Phrase grounding data:
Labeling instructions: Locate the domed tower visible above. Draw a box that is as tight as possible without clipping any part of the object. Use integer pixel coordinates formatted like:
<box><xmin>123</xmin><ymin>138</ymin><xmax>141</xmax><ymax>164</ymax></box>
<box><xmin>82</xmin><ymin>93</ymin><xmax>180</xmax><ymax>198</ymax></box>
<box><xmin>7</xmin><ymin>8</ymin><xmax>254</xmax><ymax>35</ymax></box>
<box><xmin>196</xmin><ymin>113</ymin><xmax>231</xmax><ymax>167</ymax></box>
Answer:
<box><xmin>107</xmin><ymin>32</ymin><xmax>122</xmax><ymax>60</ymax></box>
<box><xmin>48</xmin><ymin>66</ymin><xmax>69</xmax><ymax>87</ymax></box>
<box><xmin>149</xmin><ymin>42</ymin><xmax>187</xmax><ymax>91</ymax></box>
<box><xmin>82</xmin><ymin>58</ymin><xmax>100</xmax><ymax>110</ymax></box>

◆ **What the task requires**:
From the first line to the last, write out the data exactly.

◆ **Result of the exercise**:
Labeling instructions: Locate the domed tower visible above. Draw a box that is as tight as possible without clipping any part of the object. Use integer pixel coordinates formatted like:
<box><xmin>123</xmin><ymin>138</ymin><xmax>141</xmax><ymax>164</ymax></box>
<box><xmin>82</xmin><ymin>93</ymin><xmax>180</xmax><ymax>198</ymax></box>
<box><xmin>7</xmin><ymin>8</ymin><xmax>254</xmax><ymax>35</ymax></box>
<box><xmin>196</xmin><ymin>113</ymin><xmax>231</xmax><ymax>167</ymax></box>
Answer:
<box><xmin>107</xmin><ymin>32</ymin><xmax>122</xmax><ymax>60</ymax></box>
<box><xmin>48</xmin><ymin>66</ymin><xmax>69</xmax><ymax>87</ymax></box>
<box><xmin>149</xmin><ymin>42</ymin><xmax>187</xmax><ymax>91</ymax></box>
<box><xmin>82</xmin><ymin>58</ymin><xmax>100</xmax><ymax>110</ymax></box>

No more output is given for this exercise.